§ SELECTION
The participating members of the SD-RAN project plan to implement, prototype and trial an advanced architecture that enables intelligent RIC xApps to control a broad spectrum of SON and RRM functionality that historically has been implemented as vendor-proprietary features on bespoke base station equipment and platforms. SD-RAN’s focus and goals are complementary to various efforts across the industry, including work taking place within the O-RAN ALLIANCE, the O-RAN Software Community and the TIP OpenRAN Project Group.

SD-RAN will follow O-RAN specifications as they are developed and will also make use of components of existing open source to facilitate interoperability. As the project pioneers new functionality, all extensions and learnings that come from building the system will be contributed back to O-RAN ALLIANCE, with the intent that these extensions can inform and advance the O-RAN specifications.

The SD-RAN work inside the ONF community will take place in parallel with work being contributed to the O-RAN Software Community. The intent is for interoperable implementations to come out of both efforts, so that a mix of open source and vendor proprietary components can be demonstrated and ultimately deployed.

Timing and Availability:

The SD-RAN project already has a working skeleton prototype of the µONOS-RIC controller above a RAN emulation platform through the E2 interface.  This implementation is demonstrating handover and load balancing at scale, supporting over 100 base stations and 100,000 user devices with less than 50ms handover latency (less than 10ms latency for 99% of all handovers).

The SD-RAN community is advancing towards a field trial by early 2021, working with RAN vendors to integrate carrier-grade RU/DU/CU components while in parallel implementing xApps to demonstrate SON and RRM functionality.  Interested parties are encouraged to contact ONF for additional information.

Quotes Supporting the SD-RAN Project:

AT&T strongly supports the development of specifications and components that can help drive openness and innovation in the RAN ecosystem. The O-RAN ALLIANCE’s specifications are enabling the ecosystem, with a range of companies and organizations creating both open source and proprietary implementations that are bringing the open specifications to life. The ONF SD-RAN project, along with the O-RAN OSC, will expand the ecosystem with an nRT-RIC that can support xApps and help demonstrate their interoperability. This project will help accelerate the transition to an open RAN future.”

§ PROBLEM 1
Reproduce the listing from its first line through the line containing "column 364, row 86", swapping every "Query" for "Search term" and changing nothing else. Leave the pictures out.

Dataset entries
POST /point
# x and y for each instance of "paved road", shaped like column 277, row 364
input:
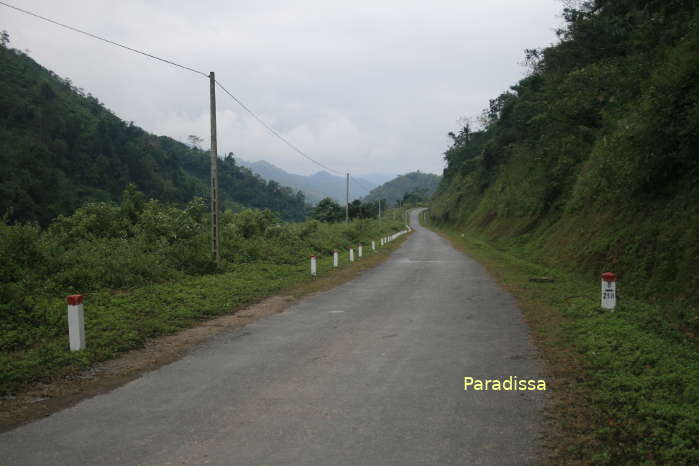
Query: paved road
column 369, row 373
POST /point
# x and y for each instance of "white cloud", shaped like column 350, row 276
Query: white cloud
column 364, row 86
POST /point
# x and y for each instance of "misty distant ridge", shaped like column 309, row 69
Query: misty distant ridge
column 318, row 185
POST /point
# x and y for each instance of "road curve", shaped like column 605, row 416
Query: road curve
column 368, row 373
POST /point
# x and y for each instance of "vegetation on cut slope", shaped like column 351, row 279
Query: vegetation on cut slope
column 414, row 186
column 590, row 162
column 62, row 148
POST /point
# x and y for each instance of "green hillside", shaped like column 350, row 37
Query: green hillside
column 421, row 184
column 62, row 148
column 590, row 162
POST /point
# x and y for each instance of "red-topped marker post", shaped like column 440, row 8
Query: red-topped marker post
column 608, row 291
column 76, row 322
column 314, row 265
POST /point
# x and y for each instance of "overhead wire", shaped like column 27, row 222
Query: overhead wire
column 170, row 62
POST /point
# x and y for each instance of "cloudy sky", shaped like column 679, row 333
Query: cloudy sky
column 362, row 86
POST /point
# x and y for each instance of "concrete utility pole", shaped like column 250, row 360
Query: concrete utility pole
column 215, row 235
column 347, row 205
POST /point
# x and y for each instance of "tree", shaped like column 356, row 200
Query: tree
column 328, row 210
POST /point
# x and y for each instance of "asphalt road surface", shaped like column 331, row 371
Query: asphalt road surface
column 368, row 373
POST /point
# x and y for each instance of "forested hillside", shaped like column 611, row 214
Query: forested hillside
column 62, row 148
column 590, row 162
column 420, row 185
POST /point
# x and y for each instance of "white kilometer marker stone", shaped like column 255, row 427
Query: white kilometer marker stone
column 76, row 322
column 608, row 291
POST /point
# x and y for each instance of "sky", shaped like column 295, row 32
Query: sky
column 361, row 86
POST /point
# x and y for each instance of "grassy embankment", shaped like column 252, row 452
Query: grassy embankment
column 626, row 383
column 146, row 272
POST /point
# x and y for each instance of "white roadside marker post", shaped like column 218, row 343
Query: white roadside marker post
column 76, row 322
column 314, row 266
column 608, row 291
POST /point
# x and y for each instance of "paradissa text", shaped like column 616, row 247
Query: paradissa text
column 509, row 384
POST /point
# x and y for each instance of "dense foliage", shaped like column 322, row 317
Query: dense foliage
column 105, row 250
column 62, row 148
column 590, row 164
column 420, row 185
column 591, row 160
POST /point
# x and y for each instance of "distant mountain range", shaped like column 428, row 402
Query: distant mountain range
column 319, row 185
column 414, row 182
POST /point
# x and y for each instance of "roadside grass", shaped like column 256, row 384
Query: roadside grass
column 626, row 383
column 118, row 321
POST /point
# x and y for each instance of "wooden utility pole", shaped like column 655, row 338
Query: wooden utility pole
column 215, row 235
column 347, row 206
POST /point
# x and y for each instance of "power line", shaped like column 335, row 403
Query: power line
column 94, row 36
column 274, row 132
column 170, row 62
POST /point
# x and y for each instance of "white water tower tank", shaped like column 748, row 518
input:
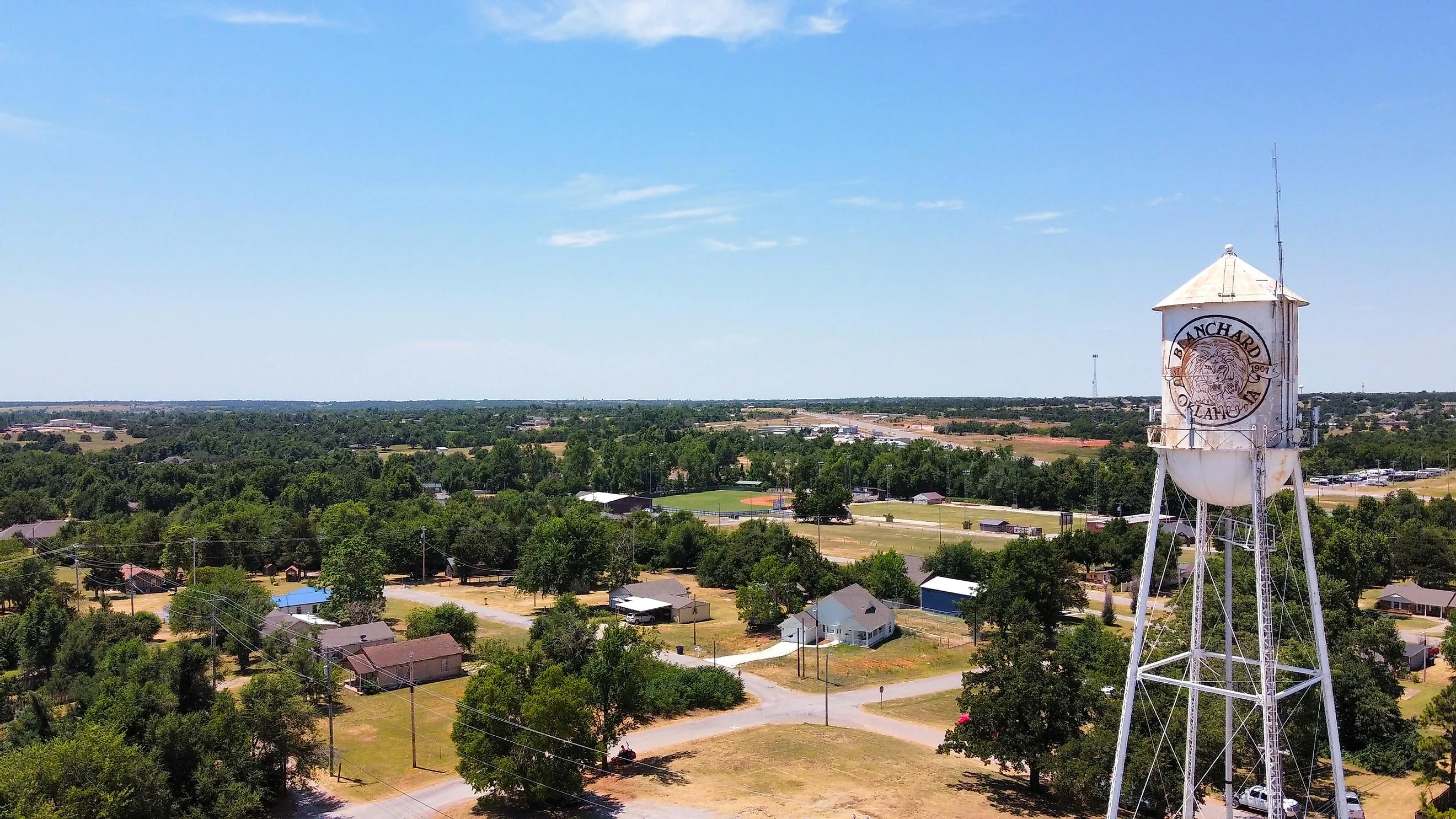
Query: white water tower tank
column 1231, row 368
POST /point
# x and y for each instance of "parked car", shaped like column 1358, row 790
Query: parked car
column 1257, row 799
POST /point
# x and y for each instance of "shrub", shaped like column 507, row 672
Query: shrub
column 673, row 690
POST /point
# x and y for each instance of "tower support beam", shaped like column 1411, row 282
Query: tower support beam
column 1321, row 647
column 1200, row 563
column 1134, row 659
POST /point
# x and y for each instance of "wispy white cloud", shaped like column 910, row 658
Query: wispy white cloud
column 1040, row 216
column 443, row 346
column 868, row 201
column 260, row 18
column 829, row 22
column 580, row 238
column 689, row 213
column 756, row 245
column 730, row 341
column 650, row 22
column 25, row 127
column 638, row 194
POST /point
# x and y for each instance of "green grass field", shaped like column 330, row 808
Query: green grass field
column 718, row 500
column 951, row 516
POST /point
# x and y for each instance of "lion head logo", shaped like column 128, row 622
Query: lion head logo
column 1219, row 371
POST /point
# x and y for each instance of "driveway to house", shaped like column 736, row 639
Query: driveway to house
column 777, row 706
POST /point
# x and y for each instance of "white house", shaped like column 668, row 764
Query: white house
column 851, row 615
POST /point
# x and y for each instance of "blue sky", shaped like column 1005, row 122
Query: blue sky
column 656, row 199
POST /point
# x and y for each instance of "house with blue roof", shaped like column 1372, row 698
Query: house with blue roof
column 303, row 601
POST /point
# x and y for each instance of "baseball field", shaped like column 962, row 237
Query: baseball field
column 721, row 500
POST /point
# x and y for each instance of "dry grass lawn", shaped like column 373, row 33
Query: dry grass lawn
column 951, row 516
column 791, row 772
column 868, row 537
column 852, row 666
column 373, row 735
column 935, row 710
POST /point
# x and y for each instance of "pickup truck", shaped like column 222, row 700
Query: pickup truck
column 1257, row 799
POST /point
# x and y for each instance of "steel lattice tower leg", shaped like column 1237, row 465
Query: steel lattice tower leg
column 1134, row 659
column 1228, row 666
column 1316, row 615
column 1200, row 563
column 1268, row 649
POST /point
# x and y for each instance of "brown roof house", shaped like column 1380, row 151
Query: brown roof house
column 665, row 597
column 1411, row 599
column 399, row 663
column 851, row 615
column 140, row 580
column 350, row 639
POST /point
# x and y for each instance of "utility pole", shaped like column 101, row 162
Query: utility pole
column 328, row 693
column 414, row 757
column 826, row 687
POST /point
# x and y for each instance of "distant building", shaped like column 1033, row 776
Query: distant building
column 615, row 503
column 397, row 665
column 1130, row 519
column 349, row 639
column 1411, row 599
column 660, row 598
column 1418, row 658
column 38, row 531
column 303, row 601
column 943, row 595
column 140, row 580
column 295, row 625
column 915, row 569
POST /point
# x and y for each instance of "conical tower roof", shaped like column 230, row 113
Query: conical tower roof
column 1227, row 280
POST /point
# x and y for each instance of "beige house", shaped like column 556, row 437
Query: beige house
column 397, row 665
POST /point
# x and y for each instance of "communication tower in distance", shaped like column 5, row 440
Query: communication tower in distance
column 1229, row 438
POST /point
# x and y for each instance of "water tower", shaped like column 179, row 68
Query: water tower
column 1229, row 436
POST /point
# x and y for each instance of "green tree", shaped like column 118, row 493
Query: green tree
column 565, row 554
column 446, row 618
column 564, row 634
column 41, row 629
column 884, row 576
column 89, row 776
column 285, row 731
column 1021, row 706
column 825, row 500
column 223, row 601
column 1439, row 748
column 618, row 672
column 539, row 764
column 354, row 572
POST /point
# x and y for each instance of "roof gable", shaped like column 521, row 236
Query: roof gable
column 1227, row 280
column 347, row 634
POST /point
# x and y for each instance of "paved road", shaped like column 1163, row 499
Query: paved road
column 777, row 706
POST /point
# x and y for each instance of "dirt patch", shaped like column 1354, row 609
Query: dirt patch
column 765, row 500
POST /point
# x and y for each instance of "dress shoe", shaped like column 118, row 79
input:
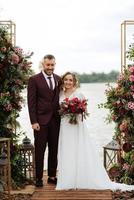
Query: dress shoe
column 39, row 183
column 52, row 181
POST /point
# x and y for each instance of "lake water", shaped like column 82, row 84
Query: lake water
column 100, row 131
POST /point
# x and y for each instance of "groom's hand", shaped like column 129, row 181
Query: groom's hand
column 36, row 126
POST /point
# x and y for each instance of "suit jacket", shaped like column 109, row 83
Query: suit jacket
column 42, row 102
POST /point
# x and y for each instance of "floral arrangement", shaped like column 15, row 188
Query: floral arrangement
column 120, row 102
column 15, row 69
column 72, row 108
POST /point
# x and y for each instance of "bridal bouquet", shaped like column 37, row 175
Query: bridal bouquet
column 72, row 108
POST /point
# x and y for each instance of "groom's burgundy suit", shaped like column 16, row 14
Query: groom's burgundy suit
column 43, row 105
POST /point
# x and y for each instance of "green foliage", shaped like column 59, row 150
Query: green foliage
column 15, row 69
column 120, row 102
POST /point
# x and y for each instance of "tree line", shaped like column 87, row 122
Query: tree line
column 98, row 77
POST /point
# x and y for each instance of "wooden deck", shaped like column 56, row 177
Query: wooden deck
column 48, row 192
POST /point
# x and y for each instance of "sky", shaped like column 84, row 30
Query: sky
column 83, row 35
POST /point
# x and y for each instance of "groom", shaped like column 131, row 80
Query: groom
column 43, row 105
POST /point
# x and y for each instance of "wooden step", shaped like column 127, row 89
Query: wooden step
column 48, row 192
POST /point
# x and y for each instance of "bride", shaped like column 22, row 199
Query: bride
column 79, row 166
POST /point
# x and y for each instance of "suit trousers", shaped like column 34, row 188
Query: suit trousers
column 48, row 135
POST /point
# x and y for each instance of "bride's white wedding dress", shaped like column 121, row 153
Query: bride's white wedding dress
column 79, row 165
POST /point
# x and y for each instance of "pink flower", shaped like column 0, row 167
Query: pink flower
column 18, row 50
column 3, row 49
column 131, row 69
column 130, row 105
column 121, row 77
column 15, row 58
column 131, row 78
column 8, row 107
column 126, row 166
column 132, row 87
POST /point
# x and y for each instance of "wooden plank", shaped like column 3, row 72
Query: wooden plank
column 48, row 192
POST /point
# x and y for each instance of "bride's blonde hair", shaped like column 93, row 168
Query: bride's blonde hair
column 75, row 79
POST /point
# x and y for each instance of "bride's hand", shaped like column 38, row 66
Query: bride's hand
column 36, row 126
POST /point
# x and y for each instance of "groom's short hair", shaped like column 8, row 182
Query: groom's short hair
column 49, row 56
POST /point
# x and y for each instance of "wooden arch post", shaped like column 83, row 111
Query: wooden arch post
column 124, row 26
column 11, row 30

§ PROBLEM 2
Translate this sentence from the SD-RAN text into Spanish: "The SD-RAN work inside the ONF community will take place in parallel with work being contributed to the O-RAN Software Community."

§ COMPLETE OUTPUT 1
POST /point
# x and y for each instance of "paved road", shaped like column 277, row 364
input:
Search term: paved road
column 369, row 373
POST /point
# x and y for each instance of "white cloud", shaped like column 350, row 276
Search term: white cloud
column 364, row 86

§ COMPLETE OUTPUT 2
El trabajo de SD-RAN dentro de la comunidad ONF se llevará a cabo en paralelo con el trabajo que se aporta a la O-RAN Software Community.